* WHAT YOU SHOULD DO
In the entries that follow, identify the line containing "# test: locate points for every instance of the man's hand" and return it together with all later lines, exactly as they appear.

###

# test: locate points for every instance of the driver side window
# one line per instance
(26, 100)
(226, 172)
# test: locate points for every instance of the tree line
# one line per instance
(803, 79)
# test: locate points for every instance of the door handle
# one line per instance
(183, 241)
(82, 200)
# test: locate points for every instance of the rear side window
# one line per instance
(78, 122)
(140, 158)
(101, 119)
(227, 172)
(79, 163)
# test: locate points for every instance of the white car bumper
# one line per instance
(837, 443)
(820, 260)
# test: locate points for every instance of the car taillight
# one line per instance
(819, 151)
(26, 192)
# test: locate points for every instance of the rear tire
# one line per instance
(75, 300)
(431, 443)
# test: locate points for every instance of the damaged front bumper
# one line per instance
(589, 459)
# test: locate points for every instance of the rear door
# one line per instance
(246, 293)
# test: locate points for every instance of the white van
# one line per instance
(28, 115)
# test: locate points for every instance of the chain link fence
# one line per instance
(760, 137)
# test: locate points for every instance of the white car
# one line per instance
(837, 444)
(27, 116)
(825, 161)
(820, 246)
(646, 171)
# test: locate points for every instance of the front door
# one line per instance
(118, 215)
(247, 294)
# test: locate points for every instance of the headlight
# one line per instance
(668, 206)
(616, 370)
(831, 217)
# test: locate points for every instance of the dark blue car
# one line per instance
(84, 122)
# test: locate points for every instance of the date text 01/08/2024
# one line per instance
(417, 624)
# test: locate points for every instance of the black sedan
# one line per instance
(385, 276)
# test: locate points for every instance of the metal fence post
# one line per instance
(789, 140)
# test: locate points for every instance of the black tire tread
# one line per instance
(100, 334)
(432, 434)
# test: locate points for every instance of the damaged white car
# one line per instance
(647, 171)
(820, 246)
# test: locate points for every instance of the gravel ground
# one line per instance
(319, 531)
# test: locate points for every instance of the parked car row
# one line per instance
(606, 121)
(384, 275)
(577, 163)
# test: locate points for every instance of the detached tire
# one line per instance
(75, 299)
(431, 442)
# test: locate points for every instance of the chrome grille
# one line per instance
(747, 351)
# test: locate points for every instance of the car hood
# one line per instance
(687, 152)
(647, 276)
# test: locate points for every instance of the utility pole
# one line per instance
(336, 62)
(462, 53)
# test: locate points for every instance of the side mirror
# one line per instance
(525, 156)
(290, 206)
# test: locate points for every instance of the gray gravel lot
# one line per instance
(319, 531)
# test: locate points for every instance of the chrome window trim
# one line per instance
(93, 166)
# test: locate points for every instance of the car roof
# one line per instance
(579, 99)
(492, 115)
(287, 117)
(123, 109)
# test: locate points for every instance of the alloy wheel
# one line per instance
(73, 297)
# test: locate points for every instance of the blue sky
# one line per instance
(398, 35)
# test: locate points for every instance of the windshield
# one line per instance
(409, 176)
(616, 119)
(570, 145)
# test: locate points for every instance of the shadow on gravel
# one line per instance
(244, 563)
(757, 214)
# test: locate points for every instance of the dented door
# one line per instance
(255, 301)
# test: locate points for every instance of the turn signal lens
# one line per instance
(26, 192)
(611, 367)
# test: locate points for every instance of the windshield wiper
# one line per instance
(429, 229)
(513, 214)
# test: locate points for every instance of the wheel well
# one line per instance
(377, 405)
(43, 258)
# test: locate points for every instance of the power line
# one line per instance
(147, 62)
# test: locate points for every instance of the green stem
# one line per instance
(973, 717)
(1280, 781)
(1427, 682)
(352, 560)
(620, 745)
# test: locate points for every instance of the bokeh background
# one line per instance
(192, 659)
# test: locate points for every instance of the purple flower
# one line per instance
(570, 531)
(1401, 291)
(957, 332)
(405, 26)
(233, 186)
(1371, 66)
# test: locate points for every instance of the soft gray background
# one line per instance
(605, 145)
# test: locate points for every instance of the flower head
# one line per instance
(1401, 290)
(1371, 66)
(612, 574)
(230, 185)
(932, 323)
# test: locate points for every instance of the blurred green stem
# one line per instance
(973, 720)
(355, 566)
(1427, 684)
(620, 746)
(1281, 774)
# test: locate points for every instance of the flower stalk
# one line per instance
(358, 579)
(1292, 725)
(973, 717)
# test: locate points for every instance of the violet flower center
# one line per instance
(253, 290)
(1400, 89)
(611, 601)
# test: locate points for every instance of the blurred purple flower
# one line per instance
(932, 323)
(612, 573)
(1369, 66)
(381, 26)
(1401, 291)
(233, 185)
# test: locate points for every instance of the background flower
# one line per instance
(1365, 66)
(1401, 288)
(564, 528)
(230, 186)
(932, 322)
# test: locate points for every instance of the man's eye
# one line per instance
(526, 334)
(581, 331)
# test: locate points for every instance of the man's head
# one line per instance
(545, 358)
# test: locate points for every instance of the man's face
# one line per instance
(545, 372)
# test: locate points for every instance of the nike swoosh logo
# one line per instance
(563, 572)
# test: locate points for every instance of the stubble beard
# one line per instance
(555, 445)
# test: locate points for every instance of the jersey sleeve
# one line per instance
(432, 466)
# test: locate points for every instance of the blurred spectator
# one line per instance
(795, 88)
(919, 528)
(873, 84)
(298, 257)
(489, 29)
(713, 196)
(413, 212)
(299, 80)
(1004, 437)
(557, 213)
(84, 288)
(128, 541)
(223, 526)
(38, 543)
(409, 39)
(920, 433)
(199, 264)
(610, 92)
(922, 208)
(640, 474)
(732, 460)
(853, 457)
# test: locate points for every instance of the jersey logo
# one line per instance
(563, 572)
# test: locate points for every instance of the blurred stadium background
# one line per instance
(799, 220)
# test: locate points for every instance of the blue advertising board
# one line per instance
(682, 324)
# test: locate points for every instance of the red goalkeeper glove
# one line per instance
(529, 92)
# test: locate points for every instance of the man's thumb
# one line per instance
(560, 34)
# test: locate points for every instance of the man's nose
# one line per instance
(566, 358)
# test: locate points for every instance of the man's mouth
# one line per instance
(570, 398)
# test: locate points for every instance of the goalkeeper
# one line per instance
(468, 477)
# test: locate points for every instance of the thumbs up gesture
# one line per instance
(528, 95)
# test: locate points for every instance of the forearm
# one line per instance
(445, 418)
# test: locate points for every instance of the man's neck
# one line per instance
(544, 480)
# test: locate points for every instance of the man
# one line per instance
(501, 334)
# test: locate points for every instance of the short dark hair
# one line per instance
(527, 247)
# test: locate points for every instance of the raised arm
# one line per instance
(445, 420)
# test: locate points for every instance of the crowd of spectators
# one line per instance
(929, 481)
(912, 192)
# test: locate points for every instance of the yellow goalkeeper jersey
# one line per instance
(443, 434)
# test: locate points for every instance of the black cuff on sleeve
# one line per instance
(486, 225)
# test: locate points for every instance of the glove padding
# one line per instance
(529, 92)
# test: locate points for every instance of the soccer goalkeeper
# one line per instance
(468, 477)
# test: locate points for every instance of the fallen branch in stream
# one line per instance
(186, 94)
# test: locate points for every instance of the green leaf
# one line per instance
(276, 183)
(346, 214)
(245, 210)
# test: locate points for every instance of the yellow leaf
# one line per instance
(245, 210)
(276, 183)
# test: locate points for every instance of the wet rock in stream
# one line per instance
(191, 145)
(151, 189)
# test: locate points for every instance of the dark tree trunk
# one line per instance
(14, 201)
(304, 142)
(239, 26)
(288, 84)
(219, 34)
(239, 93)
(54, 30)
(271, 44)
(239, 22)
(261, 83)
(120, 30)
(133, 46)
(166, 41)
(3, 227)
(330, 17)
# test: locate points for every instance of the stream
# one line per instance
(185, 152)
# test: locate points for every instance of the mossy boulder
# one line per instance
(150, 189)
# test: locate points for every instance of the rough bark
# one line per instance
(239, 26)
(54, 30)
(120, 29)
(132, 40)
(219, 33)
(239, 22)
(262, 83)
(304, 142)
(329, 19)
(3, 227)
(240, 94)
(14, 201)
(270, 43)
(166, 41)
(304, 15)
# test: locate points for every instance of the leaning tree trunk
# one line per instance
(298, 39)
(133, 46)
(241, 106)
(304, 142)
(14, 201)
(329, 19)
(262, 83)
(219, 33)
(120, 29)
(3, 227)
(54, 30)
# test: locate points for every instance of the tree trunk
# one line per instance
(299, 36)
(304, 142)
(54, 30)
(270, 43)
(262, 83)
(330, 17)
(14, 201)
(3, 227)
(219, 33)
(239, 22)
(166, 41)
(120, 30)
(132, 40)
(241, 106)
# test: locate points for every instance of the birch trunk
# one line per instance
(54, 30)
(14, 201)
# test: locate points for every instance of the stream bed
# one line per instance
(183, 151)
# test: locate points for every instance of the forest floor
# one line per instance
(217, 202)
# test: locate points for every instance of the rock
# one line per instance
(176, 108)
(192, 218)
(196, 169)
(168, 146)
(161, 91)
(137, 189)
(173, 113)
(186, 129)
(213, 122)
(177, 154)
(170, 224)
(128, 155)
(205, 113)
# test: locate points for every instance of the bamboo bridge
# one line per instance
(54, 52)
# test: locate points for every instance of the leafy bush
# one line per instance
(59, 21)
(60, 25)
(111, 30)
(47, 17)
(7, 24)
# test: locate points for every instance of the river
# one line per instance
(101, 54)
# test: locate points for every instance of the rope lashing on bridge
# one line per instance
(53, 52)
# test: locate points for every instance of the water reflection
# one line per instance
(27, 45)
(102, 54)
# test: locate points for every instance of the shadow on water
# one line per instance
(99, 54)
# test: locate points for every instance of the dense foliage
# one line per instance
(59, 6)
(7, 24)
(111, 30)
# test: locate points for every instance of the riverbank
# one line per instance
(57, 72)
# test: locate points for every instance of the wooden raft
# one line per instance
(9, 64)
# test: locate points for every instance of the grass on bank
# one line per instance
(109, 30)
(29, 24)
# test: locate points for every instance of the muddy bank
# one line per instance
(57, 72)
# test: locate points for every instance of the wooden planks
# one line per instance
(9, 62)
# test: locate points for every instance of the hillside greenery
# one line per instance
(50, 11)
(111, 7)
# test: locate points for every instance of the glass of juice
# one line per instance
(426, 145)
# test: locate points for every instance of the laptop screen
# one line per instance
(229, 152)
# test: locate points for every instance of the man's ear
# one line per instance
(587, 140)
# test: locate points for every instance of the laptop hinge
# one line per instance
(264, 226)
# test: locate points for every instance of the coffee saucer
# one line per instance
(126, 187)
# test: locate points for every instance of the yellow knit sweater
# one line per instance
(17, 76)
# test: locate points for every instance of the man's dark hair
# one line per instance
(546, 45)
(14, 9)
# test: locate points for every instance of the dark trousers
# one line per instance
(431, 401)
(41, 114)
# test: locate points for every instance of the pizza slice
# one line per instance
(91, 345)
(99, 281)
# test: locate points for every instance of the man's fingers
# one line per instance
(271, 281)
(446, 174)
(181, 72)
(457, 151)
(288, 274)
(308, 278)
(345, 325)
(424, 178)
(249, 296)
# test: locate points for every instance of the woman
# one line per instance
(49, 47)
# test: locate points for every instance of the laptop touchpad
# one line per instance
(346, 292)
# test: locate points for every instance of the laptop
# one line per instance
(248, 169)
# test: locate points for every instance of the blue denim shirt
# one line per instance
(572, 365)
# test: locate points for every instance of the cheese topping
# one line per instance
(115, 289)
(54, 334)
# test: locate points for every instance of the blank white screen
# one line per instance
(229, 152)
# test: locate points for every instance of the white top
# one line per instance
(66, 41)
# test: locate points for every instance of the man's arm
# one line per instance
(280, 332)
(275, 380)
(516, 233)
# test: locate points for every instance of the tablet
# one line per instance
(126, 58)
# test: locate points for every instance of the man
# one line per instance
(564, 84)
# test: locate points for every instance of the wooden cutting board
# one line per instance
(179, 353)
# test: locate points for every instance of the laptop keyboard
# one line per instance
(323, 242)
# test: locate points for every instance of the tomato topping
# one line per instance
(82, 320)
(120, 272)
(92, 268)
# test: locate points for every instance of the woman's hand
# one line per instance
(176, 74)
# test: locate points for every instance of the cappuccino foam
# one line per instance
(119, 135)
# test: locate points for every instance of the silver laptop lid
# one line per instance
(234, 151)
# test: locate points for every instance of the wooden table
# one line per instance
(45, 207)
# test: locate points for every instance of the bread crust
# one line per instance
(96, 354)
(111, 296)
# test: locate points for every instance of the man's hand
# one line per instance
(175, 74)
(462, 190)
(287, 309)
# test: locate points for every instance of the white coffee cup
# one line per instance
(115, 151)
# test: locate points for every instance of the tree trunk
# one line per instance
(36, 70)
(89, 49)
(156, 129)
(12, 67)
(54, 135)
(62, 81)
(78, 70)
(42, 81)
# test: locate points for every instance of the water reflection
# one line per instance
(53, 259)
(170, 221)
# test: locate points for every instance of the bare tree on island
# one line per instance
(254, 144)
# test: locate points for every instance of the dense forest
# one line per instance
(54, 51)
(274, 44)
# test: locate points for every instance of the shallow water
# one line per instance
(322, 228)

###

* TASK RESULT
# test: locate points for every instance of the man's hand
# one line per instance
(175, 74)
(462, 190)
(287, 309)
# test: locate points for every instance of the white coffee cup
# one line per instance
(115, 151)
# test: locate points for every instance of the tree trunk
# one line per instance
(36, 70)
(89, 49)
(156, 129)
(12, 67)
(54, 135)
(62, 81)
(78, 70)
(42, 81)
# test: locate points for every instance of the water reflection
# one line per instance
(53, 259)
(170, 221)
# test: locate points for every instance of the bare tree on island
# one line per instance
(254, 144)
# test: locate points for every instance of the dense forest
# one line per instance
(54, 51)
(274, 44)
# test: locate points for every instance of the shallow water
# one line per instance
(322, 228)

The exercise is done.